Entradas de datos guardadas

════════════════════

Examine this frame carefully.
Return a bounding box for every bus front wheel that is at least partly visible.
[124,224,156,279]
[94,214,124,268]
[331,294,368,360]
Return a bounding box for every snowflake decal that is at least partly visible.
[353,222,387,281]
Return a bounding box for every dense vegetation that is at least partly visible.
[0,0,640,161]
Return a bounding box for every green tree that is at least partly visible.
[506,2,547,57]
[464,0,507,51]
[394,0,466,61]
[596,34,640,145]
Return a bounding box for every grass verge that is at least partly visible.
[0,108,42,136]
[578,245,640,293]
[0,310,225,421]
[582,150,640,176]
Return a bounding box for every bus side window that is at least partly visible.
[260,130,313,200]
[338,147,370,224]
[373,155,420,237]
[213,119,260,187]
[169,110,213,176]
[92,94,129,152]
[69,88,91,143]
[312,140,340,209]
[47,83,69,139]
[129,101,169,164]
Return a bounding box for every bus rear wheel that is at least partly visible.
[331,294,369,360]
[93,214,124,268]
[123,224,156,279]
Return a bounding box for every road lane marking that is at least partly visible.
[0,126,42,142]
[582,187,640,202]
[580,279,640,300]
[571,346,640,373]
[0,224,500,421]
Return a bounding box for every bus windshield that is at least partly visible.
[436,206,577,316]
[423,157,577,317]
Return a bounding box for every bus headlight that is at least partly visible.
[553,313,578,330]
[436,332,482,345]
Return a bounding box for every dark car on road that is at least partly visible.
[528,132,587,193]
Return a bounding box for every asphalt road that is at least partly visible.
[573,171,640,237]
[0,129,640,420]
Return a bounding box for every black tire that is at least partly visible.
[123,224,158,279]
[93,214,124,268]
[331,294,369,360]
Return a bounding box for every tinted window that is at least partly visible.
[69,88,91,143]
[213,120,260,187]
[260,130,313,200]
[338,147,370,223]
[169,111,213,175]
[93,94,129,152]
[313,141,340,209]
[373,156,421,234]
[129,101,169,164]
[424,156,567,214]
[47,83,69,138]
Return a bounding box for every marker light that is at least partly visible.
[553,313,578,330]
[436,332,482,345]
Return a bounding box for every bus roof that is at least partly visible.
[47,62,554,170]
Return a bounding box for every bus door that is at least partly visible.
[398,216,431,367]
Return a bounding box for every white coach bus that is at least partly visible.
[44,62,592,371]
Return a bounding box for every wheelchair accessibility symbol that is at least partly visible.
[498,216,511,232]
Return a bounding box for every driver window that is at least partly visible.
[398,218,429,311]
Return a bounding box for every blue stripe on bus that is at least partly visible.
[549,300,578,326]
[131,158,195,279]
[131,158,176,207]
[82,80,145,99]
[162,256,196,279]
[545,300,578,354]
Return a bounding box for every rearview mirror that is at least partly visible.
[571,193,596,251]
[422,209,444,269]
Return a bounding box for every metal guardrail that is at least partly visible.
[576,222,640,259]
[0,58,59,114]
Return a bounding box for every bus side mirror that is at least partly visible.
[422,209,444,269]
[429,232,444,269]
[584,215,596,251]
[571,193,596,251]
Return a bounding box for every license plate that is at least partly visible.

════════════════════

[Descripción de la tarea]: Reproduce todos los registros anteriores línea por línea, sin alterar ningún carácter.

[Solución del ejercicio]:
Examine this frame carefully.
Return a bounding box for every bus front wheel that is at least partly visible.
[124,224,156,279]
[94,214,124,268]
[331,294,368,360]
Return a bounding box for every snowflake decal that is at least partly visible.
[353,222,387,281]
Return a bounding box for every dense vegetation that is at least partly visible.
[0,0,640,161]
Return a bounding box for every green tree that is at least partly visible.
[506,2,547,57]
[464,0,507,51]
[394,0,466,61]
[596,34,640,145]
Return a bounding box for every grass verge that is at least partly visible.
[0,108,42,136]
[578,245,640,293]
[0,310,225,421]
[582,150,640,176]
Return a bounding box for every bus side window that is at least partly visible.
[260,130,313,200]
[338,147,370,224]
[373,155,420,237]
[213,119,260,187]
[169,110,213,176]
[92,94,129,152]
[69,88,91,143]
[312,140,340,209]
[47,83,69,139]
[129,101,169,164]
Return a bounding box for every bus rear wheel that is at least partly visible.
[331,294,369,360]
[93,214,124,268]
[123,224,156,279]
Return a bounding box for every road lane marking that is at least partly visible.
[0,126,42,142]
[582,187,640,202]
[580,279,640,300]
[571,346,640,373]
[0,224,500,421]
Return a bounding box for every bus windshield that is at least partly visible.
[436,206,577,316]
[423,157,577,317]
Return a bounding box for every bus headlight that is at least partly visible.
[553,313,578,330]
[436,332,482,345]
Return a bounding box for every dark car on road that is at least partly visible.
[528,132,587,193]
Return a bounding box for every asphalt road that is at least partly visible.
[573,171,640,237]
[0,129,640,420]
Return a bounding box for every black tire that is at least partly visible.
[123,224,158,279]
[93,214,124,268]
[331,294,369,360]
Return a bounding box for every tinted window that is at least partly visible.
[69,88,91,143]
[213,120,260,187]
[260,130,313,200]
[338,147,370,223]
[169,111,213,175]
[93,94,129,152]
[313,141,340,209]
[373,156,421,234]
[129,101,169,164]
[424,156,567,214]
[47,83,69,138]
Return a bounding box for every marker light that is at least partly visible.
[553,313,578,330]
[436,332,482,345]
Return a bounding box for every bus roof that is at least partly visible.
[47,62,554,170]
Return a bounding box for every bus door that is at least partly visible.
[398,216,431,367]
Return a bounding box for every white coach bus that is at least partly visible.
[44,62,592,371]
Return a bounding box for every wheelchair accessibility symbol that is at least partly visible.
[498,216,511,232]
Return a bounding box for every driver window that is at least partly visible.
[398,218,429,311]
Return a bounding box for every blue stripe on bus that is at least partly visible.
[549,300,578,326]
[131,158,195,279]
[131,158,176,207]
[82,80,145,99]
[162,256,196,279]
[545,300,578,354]
Return a bounding box for every rearview mirror that is at least partly visible.
[571,193,596,251]
[422,209,444,269]
Return a bounding box for every metal guardrail that is at least partly visible.
[576,222,640,259]
[0,58,59,114]
Return a bounding box for every bus side mirror that is at least partly visible.
[422,209,444,269]
[429,232,444,269]
[584,215,596,251]
[571,193,596,251]
Return a bounding box for every license plate that is at least partly visible.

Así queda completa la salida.